These are my current trading positions in this account.


----------



## RichKid (31 January 2006)

Nick, 
May I hazard a guess that you entered MRL on a similar premise to BPT? ie very high volume up days (instos) followed by low volume down days, prices stepped up in ledges, currently retracing on low volume towards previous ledge resistance. A general move up from a base formed last year.


----------



## Nick Radge (31 January 2006)

Most of my entries are based on strong volume factors. MRL was stopped out today, but that happens. The important thing to think about, especially with the likes of the LEI example, is that there are some larger buyers who are not scared to be buying at these all-time highs. That's a very important element. Large buyers who are attempting to accumulate a stock will only pay up if they beleive they won't get it cheaper. If they think they can get it cheaper they will wait, that's why you get very long periods of sideways price action at times.

Take a look at BBG. You'll see a long sideways period. Just recently though that accumulation is now taking place closer to the top of the larger range. Why is this happening? Most likely because those that are accumulating were not getting their fills at the lower levels so they stepped up some more. When they have accumulated as much supply as they can, then prices will naturally start to rise without them driving higher.


----------



## Nick Radge (1 February 2006)

Here is the BBG example discussed above. Obviously not all are as clean as this. The stop is now at $13.44, just under that seconadry accumulation area. If you find area's like this where a transition from seeling to buying occurs, then its a great place to start building a longer term position.




_This post may contain advice that has been prepared by Reef Capital Coaching ABN 24 092 309 978 (“RCC”) and is general advice and does not take account of your objectives, financial situation or needs. Before acting on this general advice you should therefore consider the appropriateness of the advice having regard to your situation. We recommend you obtain financial, legal and taxation advice before making any financial investment decision.

Past performance is not a reliable indication of future performance. This material has been prepared based on information believed to be accurate at the time of publication. Subsequent changes in circumstances may occur at any time and may impact the accuracy of the information._


----------



## GreatPig (1 February 2006)

+---+

_Written tasks:_
(1) Answer these from the trading thread:
(a) Which position was stopped out on 31 January 2006?
(b) At what price is the stop for BBG now set?
(c) In RichKid's guess, what kind of days follow the very high volume up days?
(2) Please reproduce the trading thread word for word, starting at "## Nick Radge (1" and ending at "longer term position.".
(3) According to the trading thread, why are there sometimes very long periods of sideways price action?
None of the lines have anything to do with the trading thread.

_Data provided:_
+---+

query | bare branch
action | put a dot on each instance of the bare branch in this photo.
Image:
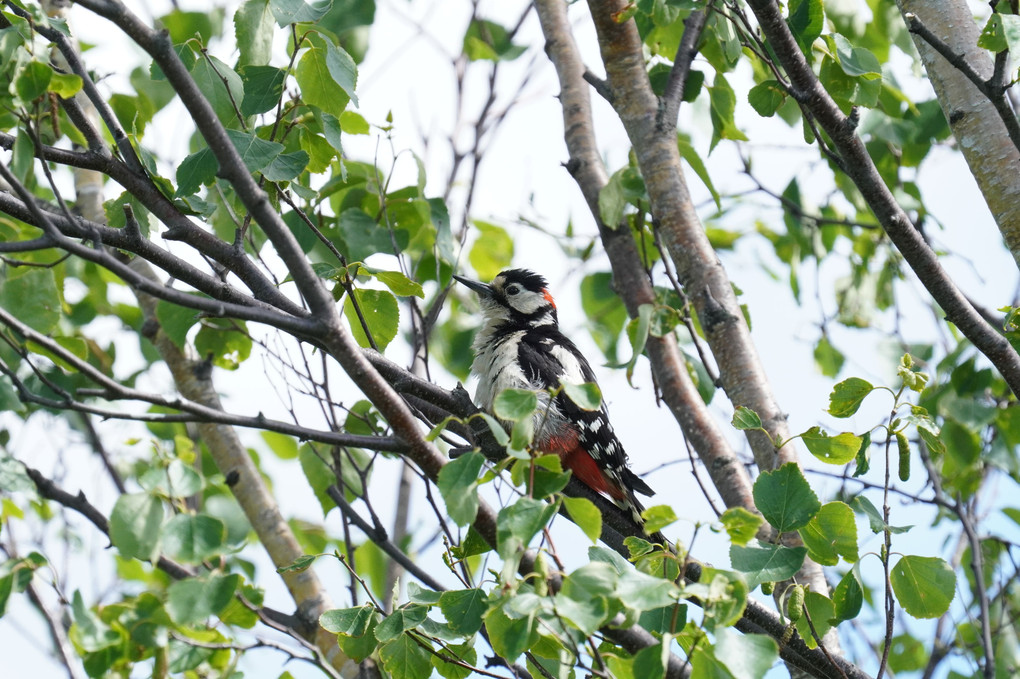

+---+

_Set of answers:_
(1)
(a) MRL
(b) $13.44
(c) Low volume down days

(2)
## Nick Radge (1 February 2006)

Here is the BBG example discussed above. Obviously not all are as clean as this. The stop is now at $13.44, just under that seconadry accumulation area. If you find area's like this where a transition from seeling to buying occurs, then its a great place to start building a longer term position.

(3) Large buyers who are trying to accumulate a stock will only pay up if they believe they won't get it cheaper. If they think they can get it cheaper, they wait, and that waiting produces the long sideways periods.